[Written exercise]:
Copy out all of the material below, swapping each "bounding boxes" for "box coordinates" and leaving everything else as it is. Omit the pictures.

Rows of box annotation data
═══

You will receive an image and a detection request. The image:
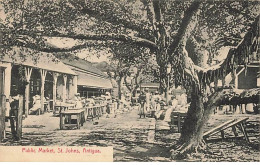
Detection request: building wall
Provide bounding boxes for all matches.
[238,67,259,89]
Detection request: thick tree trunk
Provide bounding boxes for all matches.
[117,78,122,100]
[172,85,221,159]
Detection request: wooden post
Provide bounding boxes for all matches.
[40,69,47,113]
[240,122,250,143]
[62,74,67,102]
[0,67,6,142]
[25,67,32,117]
[52,72,59,112]
[16,95,23,140]
[0,94,6,142]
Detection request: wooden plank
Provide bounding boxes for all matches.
[60,114,63,129]
[232,126,238,137]
[220,130,225,139]
[0,94,6,142]
[203,119,235,137]
[16,95,23,140]
[178,113,181,132]
[240,123,250,143]
[203,117,249,139]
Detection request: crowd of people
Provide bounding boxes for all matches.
[138,90,189,121]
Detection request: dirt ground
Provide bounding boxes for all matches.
[1,106,260,162]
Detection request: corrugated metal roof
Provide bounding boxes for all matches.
[75,71,113,89]
[59,54,108,77]
[0,47,76,75]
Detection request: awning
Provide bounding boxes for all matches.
[0,48,76,75]
[75,71,113,89]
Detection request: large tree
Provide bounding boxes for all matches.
[0,0,259,159]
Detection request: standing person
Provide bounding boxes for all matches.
[9,95,19,140]
[138,91,146,118]
[145,89,150,112]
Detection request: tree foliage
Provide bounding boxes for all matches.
[0,0,259,160]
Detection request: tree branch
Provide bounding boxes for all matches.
[195,15,260,84]
[3,30,157,52]
[168,0,201,56]
[70,0,150,38]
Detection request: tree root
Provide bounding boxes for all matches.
[170,140,207,160]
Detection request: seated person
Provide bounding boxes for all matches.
[73,93,83,108]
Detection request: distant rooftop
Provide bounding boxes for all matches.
[59,54,108,78]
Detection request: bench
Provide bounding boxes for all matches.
[171,111,187,132]
[203,117,250,143]
[60,109,85,129]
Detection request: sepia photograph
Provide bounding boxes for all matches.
[0,0,260,162]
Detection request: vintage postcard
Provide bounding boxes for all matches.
[0,0,260,162]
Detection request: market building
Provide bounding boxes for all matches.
[60,55,113,98]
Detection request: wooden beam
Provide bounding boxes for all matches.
[62,74,68,102]
[52,72,59,112]
[25,67,32,117]
[40,69,47,113]
[0,67,6,142]
[0,94,6,142]
[16,95,23,140]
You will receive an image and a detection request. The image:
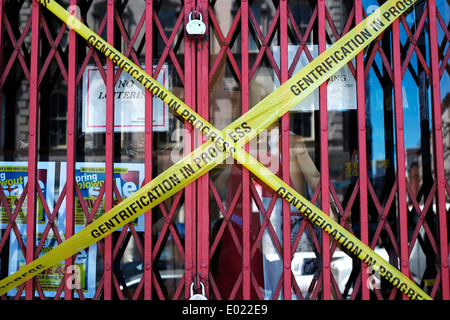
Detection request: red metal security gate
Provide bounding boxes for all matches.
[0,0,450,299]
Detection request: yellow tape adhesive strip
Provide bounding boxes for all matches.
[0,0,431,299]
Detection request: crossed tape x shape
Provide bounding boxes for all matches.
[0,0,431,300]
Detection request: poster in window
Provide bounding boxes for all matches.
[273,45,356,112]
[8,225,97,298]
[82,65,169,133]
[0,161,55,229]
[59,162,145,232]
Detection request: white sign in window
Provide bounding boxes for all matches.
[82,65,169,133]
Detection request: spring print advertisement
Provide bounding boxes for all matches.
[59,162,144,232]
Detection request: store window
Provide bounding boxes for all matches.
[0,0,450,300]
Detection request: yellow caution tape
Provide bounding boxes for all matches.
[0,0,431,300]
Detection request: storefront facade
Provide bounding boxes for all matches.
[0,0,450,300]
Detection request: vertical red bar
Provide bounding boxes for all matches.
[143,0,154,300]
[64,0,78,300]
[392,20,409,299]
[103,0,115,300]
[196,0,210,296]
[280,0,292,300]
[355,0,370,300]
[25,0,40,300]
[318,0,331,300]
[0,0,5,141]
[428,1,450,300]
[241,1,251,300]
[184,0,197,298]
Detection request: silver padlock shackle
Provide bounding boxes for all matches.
[189,12,203,21]
[190,281,205,297]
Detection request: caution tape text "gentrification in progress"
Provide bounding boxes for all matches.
[0,0,431,299]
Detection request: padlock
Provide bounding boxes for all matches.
[189,282,208,300]
[186,12,206,36]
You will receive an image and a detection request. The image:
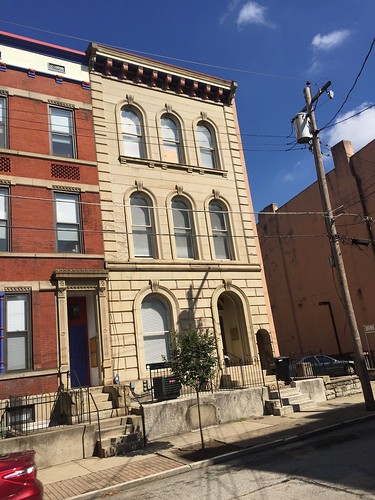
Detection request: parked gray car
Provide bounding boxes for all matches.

═══

[Expected answer]:
You will receive an image and a detection request. The image:
Detection request: building wall
Provide box coordinates for all matches.
[238,67,259,89]
Detection request: thick tree trunk
Provide box coordinates for all matches.
[117,78,122,100]
[172,85,221,159]
Detection request: wooden post
Provide box coordinates for all matches.
[40,69,47,113]
[240,122,250,143]
[62,74,67,102]
[0,67,6,142]
[25,67,32,117]
[52,72,59,112]
[16,95,23,140]
[0,94,6,142]
Detection request: wooden plank
Provide box coordinates for all matches.
[60,114,63,129]
[232,126,238,137]
[220,130,225,139]
[0,94,6,142]
[203,119,235,137]
[16,95,23,140]
[178,113,181,132]
[240,123,250,143]
[203,117,249,139]
Detection request: crowd of people
Provide box coordinates for all matches.
[138,90,189,121]
Detection request: dirt ground
Provide box coordinates for all matches.
[1,106,260,162]
Detection request: corrugated metal roof
Provide box coordinates for all matches.
[75,71,113,89]
[59,54,108,77]
[0,47,76,75]
Detection request: awning
Provide box coordinates for all matches.
[0,48,76,75]
[75,71,113,89]
Detection request: large tree
Provide box coordinates for all matches.
[0,0,259,159]
Detection request: standing person
Provide box coordinates for all matches.
[9,95,19,140]
[138,91,146,118]
[145,89,150,112]
Detection request: tree foliage
Provide box coordinates for all matches.
[0,0,259,160]
Detection request: tree branch
Provide box coordinates for all matches.
[195,15,260,84]
[3,30,157,52]
[168,0,201,56]
[70,0,150,38]
Detection request: tree root
Provide box coordinates for all matches.
[170,140,207,160]
Detection request: seated person
Provide box coordinates for all matches.
[73,93,83,108]
Detection request: distant rooftop
Provide box coordinates for all matches.
[59,54,108,78]
Detection request: bench
Provide box coordinates for all matches.
[171,111,187,132]
[203,117,250,143]
[60,109,85,129]
Detection request: sepia photograph
Provide box coordinates for all matches.
[0,0,260,162]
Detection request: vintage postcard
Provide box coordinates for all matches.
[0,0,260,162]
Detection request: market building
Provide box coordinates for all matches.
[60,55,113,98]
Detection request: wooden beam
Provide box coordinates for all matches.
[62,74,68,102]
[52,72,59,112]
[25,67,32,117]
[40,69,47,113]
[0,67,6,142]
[0,94,6,142]
[16,95,23,140]
You will receive an image and a detection request. The image:
Detection request: red metal security gate
Provide box coordinates for all matches.
[0,0,450,299]
Detection request: yellow tape adhesive strip
Provide box coordinates for all matches.
[0,0,431,299]
Detection request: crossed tape x shape
Provide box coordinates for all matches.
[0,0,431,300]
Detection request: poster in window
Provide box coordinates for all matches.
[273,45,356,112]
[8,225,97,298]
[82,65,169,133]
[0,161,55,229]
[59,162,145,232]
Detection request: white sign in window
Provide box coordinates for all matches.
[82,65,169,133]
Detection request: spring print advertisement
Provide box coordinates for all matches.
[59,162,144,232]
Detection request: store window
Provide box coordinates for all matches.
[0,0,450,300]
Detection request: yellow caution tape
Provide box coordinates for all matches.
[0,0,431,300]
Detection request: storefront facade
Provide box coordinates for all matches.
[0,0,450,300]
Detection request: vertical red bar
Provide box coordinates for all matches.
[143,0,154,300]
[64,0,78,300]
[392,20,409,299]
[103,0,115,300]
[196,0,210,296]
[280,0,292,300]
[355,0,370,300]
[25,0,40,300]
[318,0,331,300]
[0,0,5,141]
[428,1,450,300]
[241,1,251,300]
[184,0,197,298]
Detection request: silver padlock shackle
Provide box coordinates for all matches.
[189,12,203,21]
[190,281,205,297]
Detection request: caution tape text "gentrification in progress"
Provide box coordinates for all matches.
[0,0,431,299]
Detection request: padlock
Provide box coordinates for all matches.
[189,282,208,300]
[186,12,206,36]
You will receive an image and a detection request. The image:
Detection request: parked gray car
Provide box coordinates for all matches.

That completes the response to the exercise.